- Task material
########

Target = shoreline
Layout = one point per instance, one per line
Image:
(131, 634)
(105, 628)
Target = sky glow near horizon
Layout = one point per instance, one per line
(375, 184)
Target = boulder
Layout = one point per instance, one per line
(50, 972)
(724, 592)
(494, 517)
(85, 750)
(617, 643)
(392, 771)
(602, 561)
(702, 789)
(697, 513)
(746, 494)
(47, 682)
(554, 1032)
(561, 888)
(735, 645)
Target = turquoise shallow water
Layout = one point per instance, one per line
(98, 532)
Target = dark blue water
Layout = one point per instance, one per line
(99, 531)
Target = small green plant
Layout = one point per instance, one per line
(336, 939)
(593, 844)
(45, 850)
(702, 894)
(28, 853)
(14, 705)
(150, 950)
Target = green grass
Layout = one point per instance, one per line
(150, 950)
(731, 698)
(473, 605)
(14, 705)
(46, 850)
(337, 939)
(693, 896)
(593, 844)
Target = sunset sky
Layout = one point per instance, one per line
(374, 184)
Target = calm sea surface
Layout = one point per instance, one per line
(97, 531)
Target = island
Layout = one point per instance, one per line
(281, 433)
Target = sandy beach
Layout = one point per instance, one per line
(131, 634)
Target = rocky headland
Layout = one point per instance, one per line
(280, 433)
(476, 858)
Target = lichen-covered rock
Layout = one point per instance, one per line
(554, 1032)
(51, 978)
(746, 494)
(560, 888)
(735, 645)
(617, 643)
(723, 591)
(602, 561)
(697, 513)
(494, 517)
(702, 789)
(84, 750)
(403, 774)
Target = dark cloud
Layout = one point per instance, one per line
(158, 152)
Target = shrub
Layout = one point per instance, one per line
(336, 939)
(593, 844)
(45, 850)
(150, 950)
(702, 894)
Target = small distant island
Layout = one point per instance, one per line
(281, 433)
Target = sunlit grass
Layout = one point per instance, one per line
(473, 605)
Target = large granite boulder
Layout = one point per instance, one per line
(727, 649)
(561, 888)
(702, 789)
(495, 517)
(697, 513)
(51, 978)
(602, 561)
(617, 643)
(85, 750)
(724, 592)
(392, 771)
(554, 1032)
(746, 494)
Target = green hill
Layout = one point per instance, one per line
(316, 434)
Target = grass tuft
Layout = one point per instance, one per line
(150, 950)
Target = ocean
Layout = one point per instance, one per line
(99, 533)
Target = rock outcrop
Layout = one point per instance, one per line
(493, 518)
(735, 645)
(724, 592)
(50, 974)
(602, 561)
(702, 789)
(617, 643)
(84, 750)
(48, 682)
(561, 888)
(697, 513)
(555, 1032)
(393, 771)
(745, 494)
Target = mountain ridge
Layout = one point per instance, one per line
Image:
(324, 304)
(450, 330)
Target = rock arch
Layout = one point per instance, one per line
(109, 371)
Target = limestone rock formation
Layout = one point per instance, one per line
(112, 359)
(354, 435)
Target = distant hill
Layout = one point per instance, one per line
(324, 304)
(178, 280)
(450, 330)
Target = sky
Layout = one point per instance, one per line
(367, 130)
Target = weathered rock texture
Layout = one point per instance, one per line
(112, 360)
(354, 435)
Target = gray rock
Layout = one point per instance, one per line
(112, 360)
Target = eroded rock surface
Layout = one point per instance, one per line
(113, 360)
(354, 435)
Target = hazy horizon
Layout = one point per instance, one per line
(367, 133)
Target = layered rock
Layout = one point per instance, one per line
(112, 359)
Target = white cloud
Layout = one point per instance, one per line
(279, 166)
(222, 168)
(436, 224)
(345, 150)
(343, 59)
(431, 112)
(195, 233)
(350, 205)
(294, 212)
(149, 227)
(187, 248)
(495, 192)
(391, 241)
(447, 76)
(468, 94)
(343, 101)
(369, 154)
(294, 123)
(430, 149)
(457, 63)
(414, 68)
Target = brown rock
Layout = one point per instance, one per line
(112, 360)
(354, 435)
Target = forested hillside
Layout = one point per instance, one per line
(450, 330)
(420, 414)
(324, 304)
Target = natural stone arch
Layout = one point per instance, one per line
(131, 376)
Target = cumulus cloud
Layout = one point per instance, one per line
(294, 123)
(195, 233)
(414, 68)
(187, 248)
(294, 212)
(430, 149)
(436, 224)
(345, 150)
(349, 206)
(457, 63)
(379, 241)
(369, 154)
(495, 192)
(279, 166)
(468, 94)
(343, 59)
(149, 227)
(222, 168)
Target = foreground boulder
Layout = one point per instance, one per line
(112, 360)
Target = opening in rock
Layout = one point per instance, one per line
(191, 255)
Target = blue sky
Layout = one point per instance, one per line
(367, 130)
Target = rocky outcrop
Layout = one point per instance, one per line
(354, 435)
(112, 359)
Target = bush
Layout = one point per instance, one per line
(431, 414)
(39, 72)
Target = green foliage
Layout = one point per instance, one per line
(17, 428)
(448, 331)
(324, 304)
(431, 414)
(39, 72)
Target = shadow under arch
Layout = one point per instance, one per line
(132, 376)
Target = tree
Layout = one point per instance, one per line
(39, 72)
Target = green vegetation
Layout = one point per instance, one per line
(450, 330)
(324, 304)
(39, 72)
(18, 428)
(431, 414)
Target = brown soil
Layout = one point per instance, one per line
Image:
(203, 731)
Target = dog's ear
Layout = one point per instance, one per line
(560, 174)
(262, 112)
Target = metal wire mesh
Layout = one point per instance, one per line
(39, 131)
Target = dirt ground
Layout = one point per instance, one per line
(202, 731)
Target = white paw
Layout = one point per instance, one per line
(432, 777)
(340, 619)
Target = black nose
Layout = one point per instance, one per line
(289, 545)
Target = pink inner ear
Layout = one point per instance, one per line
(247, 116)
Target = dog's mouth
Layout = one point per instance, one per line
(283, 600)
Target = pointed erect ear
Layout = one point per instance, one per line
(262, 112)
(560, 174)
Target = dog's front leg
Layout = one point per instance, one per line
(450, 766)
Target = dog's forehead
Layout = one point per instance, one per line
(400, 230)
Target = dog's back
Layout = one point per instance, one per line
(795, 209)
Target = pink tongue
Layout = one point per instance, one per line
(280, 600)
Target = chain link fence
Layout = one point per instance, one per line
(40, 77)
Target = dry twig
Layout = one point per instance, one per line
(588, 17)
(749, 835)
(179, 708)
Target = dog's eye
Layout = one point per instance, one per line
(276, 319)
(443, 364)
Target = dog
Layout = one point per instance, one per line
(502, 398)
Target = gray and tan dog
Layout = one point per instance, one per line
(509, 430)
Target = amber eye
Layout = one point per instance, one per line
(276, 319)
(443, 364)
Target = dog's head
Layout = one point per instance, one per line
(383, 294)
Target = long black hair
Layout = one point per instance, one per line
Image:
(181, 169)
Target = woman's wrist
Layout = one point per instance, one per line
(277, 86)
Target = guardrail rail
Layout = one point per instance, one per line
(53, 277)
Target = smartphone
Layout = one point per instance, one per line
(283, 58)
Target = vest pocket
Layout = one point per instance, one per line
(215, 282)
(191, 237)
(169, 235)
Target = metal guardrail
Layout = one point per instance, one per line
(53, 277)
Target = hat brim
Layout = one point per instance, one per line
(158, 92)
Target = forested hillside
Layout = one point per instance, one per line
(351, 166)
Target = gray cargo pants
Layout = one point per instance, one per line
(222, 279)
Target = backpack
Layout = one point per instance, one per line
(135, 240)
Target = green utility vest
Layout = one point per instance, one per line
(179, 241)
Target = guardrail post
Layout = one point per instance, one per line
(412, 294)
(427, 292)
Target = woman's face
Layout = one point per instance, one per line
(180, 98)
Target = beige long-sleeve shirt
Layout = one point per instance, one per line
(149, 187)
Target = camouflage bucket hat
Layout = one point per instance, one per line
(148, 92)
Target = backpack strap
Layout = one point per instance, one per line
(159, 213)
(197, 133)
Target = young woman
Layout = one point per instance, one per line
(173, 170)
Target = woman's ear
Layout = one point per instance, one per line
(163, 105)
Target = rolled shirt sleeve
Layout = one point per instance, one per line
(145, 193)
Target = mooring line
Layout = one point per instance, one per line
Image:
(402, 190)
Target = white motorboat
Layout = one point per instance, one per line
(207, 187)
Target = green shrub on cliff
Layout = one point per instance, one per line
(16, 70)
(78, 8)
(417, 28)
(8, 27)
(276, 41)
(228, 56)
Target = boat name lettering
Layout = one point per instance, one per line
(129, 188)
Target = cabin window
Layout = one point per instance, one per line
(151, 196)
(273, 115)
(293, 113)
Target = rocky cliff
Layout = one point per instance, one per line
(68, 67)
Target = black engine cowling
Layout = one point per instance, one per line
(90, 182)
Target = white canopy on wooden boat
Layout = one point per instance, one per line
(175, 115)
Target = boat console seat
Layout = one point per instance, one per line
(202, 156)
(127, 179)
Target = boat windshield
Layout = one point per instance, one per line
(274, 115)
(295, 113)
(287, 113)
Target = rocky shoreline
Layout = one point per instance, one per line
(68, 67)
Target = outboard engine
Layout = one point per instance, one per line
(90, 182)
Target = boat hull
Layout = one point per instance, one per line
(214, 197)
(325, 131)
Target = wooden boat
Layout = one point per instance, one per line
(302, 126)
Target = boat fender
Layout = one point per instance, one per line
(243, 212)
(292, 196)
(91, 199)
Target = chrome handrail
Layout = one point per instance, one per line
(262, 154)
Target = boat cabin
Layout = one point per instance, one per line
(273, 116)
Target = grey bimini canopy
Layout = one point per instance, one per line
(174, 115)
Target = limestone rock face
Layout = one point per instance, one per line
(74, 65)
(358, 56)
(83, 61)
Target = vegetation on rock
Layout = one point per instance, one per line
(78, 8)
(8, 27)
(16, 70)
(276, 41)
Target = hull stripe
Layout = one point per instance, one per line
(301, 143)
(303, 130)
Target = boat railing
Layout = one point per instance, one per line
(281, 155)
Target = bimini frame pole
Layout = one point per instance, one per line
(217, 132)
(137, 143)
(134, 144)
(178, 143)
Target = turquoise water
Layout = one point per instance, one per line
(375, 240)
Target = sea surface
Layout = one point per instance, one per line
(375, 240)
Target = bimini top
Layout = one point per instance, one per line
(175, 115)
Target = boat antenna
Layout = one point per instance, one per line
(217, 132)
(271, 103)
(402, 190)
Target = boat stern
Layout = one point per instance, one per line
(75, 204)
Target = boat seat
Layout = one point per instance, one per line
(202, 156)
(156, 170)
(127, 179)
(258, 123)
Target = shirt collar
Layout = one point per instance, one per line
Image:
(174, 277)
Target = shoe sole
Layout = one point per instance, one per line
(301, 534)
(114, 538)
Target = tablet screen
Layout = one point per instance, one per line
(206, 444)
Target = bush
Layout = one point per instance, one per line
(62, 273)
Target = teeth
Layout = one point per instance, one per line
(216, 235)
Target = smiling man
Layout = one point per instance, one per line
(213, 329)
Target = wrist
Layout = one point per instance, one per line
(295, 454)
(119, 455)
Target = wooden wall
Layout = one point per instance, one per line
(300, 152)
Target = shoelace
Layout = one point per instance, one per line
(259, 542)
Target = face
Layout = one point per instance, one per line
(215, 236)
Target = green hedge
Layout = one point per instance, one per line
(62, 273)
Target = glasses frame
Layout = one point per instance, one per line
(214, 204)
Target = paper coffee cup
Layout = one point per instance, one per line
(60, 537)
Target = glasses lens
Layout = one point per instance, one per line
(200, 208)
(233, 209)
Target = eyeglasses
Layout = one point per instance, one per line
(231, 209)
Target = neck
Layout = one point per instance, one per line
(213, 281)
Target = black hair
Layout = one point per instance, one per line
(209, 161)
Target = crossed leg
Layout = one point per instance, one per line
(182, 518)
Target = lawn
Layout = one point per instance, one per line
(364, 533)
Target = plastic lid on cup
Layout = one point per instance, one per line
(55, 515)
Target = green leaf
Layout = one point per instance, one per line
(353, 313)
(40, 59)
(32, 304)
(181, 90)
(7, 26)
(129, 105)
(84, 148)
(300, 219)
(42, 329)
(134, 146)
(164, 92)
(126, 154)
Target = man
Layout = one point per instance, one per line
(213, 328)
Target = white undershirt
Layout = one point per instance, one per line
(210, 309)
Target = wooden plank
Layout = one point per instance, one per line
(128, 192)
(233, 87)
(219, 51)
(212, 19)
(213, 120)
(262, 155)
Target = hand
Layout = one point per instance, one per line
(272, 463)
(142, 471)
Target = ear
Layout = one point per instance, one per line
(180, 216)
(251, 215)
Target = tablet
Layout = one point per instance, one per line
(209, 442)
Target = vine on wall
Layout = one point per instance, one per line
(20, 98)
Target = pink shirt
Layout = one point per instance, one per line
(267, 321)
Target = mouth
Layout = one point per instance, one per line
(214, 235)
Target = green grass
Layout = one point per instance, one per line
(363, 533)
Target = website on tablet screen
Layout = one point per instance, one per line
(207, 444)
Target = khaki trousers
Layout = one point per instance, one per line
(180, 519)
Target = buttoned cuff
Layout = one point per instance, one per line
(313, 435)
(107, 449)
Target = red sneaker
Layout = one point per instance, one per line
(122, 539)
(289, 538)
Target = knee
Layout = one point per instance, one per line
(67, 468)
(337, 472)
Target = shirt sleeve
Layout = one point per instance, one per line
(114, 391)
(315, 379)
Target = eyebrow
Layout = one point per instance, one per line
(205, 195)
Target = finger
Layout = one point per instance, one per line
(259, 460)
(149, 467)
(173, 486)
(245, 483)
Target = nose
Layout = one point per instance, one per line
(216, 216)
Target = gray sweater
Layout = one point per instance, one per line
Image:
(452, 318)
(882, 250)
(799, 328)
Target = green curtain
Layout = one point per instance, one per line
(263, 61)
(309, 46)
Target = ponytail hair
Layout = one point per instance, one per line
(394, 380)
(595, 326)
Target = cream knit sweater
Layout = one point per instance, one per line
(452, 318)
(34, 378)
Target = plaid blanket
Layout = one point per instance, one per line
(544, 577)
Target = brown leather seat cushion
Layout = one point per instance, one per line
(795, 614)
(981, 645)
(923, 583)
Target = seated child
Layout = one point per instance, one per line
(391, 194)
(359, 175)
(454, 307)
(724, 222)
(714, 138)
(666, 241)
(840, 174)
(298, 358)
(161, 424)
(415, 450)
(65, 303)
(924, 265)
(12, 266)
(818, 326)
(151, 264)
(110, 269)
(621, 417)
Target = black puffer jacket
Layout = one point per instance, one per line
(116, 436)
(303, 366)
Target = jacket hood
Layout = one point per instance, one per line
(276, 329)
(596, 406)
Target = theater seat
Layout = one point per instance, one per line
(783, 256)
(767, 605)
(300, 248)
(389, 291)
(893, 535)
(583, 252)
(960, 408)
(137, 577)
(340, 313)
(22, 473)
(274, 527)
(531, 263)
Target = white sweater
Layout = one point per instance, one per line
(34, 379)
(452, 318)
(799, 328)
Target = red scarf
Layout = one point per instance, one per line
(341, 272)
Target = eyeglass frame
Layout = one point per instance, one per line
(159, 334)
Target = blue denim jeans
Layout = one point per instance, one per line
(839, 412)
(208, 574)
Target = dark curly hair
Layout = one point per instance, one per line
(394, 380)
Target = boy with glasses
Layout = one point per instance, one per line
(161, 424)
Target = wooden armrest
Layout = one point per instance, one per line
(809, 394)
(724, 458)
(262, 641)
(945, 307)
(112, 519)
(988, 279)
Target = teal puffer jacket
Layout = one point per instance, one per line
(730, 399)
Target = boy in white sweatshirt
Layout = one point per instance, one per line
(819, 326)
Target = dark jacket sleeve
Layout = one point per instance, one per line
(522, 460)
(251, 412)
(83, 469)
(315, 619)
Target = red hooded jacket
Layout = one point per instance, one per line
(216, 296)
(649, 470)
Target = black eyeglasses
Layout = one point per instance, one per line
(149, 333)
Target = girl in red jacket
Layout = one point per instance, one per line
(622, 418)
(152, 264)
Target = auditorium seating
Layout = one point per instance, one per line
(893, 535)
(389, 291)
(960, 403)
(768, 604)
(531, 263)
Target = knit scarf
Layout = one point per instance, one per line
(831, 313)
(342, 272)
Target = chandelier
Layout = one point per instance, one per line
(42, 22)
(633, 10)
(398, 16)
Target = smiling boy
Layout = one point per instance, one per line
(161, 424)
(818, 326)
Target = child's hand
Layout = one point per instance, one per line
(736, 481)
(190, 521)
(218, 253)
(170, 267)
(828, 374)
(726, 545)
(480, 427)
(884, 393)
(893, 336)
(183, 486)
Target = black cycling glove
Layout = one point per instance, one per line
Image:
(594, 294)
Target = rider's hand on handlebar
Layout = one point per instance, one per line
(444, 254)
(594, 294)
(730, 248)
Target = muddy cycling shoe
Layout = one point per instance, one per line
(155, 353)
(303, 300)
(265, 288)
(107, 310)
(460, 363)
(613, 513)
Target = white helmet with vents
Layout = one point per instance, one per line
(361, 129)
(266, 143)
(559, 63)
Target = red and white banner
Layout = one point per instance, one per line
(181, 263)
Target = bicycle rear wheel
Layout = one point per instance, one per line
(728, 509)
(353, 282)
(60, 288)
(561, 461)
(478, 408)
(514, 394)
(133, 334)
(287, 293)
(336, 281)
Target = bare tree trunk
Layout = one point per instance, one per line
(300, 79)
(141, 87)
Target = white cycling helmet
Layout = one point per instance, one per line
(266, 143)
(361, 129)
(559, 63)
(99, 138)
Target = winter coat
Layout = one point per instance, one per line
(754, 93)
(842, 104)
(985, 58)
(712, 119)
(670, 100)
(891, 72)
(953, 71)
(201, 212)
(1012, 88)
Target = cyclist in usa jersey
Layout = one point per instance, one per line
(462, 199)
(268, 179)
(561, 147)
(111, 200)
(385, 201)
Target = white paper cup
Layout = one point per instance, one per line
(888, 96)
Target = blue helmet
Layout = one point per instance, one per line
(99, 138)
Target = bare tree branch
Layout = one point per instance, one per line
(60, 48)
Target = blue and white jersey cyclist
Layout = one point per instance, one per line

########

- Exercise objective
Quote exactly what appears from the line containing "Target = chandelier" through the final line of the listing above, including both of those lines.

- Answer to the task
Target = chandelier
Layout = one point per instance, one per line
(42, 22)
(633, 10)
(398, 16)
Target = smiling boy
Layout = one point per instance, one per line
(161, 424)
(818, 326)
Target = child's hand
Layout = one point per instance, one per line
(736, 481)
(190, 521)
(218, 253)
(170, 267)
(828, 374)
(726, 545)
(480, 427)
(884, 393)
(893, 336)
(183, 486)
Target = black cycling glove
Layout = one point per instance, one per line
Image:
(594, 294)
Target = rider's hand on handlebar
Layout = one point per instance, one per line
(444, 254)
(594, 294)
(730, 248)
Target = muddy cycling shoe
Layout = one point per instance, one per line
(155, 353)
(303, 300)
(265, 288)
(107, 310)
(460, 363)
(613, 513)
Target = white helmet with vents
Layout = one point per instance, one per line
(361, 129)
(266, 143)
(559, 63)
Target = red and white banner
Layout = one point per instance, one per line
(181, 263)
Target = bicycle rear wheel
Layout = one point per instance, one per line
(728, 509)
(353, 282)
(60, 288)
(561, 461)
(478, 408)
(514, 394)
(133, 334)
(287, 293)
(336, 281)
Target = bare tree trunk
Layout = one point per instance, one per line
(300, 79)
(141, 87)
Target = white cycling helmet
Layout = one point per instance, one per line
(266, 143)
(361, 129)
(559, 63)
(99, 138)
Target = winter coat
Layout = one point per instance, one per line
(754, 93)
(842, 104)
(985, 58)
(712, 119)
(670, 100)
(891, 72)
(953, 71)
(201, 212)
(1012, 88)
Target = cyclist in usa jersey
Layout = one point per instance, one per line
(462, 199)
(268, 179)
(561, 147)
(111, 200)
(385, 201)
Target = white paper cup
Layout = one point per instance, one per line
(888, 96)
Target = blue helmet
Layout = one point per instance, one per line
(99, 138)
Target = bare tree branch
Layout = one point per instance, one per line
(60, 48)
Target = blue and white jersey cyclist
Layout = one point per instance, one per line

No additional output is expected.